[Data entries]
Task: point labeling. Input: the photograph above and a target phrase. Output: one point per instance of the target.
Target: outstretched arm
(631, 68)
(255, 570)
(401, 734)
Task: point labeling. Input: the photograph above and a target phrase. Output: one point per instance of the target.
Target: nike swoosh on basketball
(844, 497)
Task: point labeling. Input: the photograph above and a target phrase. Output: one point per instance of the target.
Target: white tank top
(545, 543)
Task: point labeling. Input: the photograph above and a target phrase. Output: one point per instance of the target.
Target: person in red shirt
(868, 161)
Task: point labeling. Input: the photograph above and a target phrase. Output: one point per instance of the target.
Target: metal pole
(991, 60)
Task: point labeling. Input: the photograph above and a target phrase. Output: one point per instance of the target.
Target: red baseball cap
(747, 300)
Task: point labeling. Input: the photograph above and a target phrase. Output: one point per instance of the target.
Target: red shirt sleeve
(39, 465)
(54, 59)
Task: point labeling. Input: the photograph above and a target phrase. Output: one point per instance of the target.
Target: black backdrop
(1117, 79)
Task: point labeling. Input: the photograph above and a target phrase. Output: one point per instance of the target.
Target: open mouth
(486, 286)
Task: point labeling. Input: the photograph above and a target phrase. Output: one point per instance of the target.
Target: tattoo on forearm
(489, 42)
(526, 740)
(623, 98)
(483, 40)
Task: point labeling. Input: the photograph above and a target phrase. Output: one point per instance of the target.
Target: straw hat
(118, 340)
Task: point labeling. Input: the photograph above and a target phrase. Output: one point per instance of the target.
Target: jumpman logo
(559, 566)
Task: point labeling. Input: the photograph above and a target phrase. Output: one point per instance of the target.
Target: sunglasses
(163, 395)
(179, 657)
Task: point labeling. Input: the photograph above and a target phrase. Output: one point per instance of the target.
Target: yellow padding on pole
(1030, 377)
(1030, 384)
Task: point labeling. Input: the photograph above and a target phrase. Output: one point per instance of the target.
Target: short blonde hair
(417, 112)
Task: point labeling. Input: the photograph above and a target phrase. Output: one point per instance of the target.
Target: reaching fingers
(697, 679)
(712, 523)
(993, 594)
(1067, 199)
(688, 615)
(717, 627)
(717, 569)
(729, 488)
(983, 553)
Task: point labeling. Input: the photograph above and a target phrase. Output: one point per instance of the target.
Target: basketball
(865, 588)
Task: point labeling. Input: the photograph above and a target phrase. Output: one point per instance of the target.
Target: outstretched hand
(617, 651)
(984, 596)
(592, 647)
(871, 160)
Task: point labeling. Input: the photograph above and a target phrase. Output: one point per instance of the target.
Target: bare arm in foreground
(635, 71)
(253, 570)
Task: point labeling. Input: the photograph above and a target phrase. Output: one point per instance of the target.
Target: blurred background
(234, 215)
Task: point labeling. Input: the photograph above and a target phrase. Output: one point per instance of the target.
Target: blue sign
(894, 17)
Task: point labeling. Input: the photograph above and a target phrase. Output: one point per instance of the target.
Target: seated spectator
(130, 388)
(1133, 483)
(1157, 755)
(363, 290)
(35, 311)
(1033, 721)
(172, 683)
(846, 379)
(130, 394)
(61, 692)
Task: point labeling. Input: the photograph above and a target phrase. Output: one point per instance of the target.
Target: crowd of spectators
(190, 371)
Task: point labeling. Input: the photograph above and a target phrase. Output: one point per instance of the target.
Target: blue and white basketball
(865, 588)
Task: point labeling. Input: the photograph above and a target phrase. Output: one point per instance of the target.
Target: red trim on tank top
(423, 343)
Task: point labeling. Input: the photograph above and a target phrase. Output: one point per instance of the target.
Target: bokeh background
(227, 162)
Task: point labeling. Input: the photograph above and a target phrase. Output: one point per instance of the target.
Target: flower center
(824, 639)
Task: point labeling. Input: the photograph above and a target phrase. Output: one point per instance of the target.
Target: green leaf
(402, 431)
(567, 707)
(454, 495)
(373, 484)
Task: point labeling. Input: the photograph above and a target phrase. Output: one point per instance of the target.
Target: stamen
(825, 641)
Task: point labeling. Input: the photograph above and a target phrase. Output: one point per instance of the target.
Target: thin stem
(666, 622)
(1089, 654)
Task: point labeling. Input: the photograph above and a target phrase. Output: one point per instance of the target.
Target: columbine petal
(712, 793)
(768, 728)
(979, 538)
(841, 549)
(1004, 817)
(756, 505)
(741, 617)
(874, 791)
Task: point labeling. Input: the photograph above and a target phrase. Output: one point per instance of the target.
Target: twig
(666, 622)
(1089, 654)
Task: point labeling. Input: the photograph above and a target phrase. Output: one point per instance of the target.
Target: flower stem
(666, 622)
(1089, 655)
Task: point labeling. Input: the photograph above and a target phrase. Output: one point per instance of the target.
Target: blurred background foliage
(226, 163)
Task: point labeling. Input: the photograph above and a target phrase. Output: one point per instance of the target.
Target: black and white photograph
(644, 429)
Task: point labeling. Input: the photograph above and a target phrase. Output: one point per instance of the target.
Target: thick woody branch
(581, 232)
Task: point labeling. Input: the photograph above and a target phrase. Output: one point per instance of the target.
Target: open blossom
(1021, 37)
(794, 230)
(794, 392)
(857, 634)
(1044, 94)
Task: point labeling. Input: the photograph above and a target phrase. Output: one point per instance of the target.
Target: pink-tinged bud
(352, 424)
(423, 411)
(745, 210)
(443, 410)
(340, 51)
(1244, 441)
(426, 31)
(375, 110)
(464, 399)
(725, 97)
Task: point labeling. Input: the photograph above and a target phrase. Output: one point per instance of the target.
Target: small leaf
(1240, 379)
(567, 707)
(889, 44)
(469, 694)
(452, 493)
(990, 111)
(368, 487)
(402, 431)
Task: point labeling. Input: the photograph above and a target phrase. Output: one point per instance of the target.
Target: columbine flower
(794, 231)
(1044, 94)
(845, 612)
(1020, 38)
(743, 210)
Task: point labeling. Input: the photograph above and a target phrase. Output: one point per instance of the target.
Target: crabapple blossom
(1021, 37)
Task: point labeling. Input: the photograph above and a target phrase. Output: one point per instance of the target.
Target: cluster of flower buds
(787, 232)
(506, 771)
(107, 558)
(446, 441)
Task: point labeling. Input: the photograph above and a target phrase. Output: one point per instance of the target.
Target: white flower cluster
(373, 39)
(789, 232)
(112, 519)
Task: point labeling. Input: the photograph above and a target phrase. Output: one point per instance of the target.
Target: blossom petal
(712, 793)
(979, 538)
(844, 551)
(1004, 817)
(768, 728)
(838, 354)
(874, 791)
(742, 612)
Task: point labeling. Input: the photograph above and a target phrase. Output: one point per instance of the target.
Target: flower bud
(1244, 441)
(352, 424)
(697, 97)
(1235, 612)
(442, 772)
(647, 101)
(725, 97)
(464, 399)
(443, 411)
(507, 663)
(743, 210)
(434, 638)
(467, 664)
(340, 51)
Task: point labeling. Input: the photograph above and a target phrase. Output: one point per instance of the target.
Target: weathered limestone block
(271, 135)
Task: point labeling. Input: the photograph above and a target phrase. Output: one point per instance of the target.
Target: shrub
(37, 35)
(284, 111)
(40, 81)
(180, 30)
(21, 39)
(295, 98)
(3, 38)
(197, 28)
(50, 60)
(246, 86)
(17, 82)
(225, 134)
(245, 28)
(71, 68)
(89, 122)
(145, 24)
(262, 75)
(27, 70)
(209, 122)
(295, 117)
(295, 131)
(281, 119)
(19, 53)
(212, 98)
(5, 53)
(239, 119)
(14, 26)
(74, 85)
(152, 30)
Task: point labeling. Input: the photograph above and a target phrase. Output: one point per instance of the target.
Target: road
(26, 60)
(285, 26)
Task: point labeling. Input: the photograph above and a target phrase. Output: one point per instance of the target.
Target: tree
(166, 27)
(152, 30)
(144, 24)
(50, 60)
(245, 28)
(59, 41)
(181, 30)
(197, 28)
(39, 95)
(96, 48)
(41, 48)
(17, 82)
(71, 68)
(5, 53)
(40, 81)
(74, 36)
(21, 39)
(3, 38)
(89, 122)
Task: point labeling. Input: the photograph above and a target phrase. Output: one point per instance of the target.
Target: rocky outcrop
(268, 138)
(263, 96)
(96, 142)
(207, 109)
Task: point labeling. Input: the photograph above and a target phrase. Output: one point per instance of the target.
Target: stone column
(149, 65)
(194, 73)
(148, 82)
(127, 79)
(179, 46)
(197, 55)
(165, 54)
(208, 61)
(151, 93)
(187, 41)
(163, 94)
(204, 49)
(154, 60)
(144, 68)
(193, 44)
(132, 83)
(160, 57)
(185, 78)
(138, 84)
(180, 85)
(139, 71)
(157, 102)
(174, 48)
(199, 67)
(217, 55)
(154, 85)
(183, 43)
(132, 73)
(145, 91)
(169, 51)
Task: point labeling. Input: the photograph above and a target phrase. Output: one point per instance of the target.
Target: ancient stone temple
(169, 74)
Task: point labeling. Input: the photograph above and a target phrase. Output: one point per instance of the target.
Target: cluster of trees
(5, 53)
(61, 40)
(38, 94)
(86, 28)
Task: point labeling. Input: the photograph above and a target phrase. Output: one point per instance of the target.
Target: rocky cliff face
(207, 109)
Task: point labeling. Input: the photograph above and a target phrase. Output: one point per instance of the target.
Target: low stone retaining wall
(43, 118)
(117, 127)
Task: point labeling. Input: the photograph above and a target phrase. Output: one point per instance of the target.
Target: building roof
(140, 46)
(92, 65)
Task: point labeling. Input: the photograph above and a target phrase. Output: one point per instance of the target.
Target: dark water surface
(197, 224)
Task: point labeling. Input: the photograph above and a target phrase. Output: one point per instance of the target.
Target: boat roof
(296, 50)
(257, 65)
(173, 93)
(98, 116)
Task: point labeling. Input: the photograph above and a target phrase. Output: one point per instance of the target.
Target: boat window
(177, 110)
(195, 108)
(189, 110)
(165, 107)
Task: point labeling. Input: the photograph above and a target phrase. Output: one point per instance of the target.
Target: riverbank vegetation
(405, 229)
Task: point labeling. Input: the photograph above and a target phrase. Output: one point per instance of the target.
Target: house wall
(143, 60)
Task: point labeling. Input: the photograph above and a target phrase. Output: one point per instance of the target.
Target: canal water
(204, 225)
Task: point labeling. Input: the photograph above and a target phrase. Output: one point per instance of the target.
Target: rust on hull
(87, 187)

WHAT THIS TASK INVOLVES:
Starting at the line with "Target: riverbank vegetation", copy each line through the end of the data, both ends included, and give nothing else.

ANSWER SECTION:
Target: riverbank vegetation
(405, 229)
Task: point labeling. Input: the photograph above and a target phrase. Output: one point per instance of the target.
Target: house wall
(143, 60)
Task: point labeling. Input: the photograph above and a target phrase. Output: one point per instance of the target.
Target: canal water
(204, 225)
Task: point labeling. Input: the photograph above and a target phrase. Output: one point per instance of the target.
Target: rust on hull
(87, 187)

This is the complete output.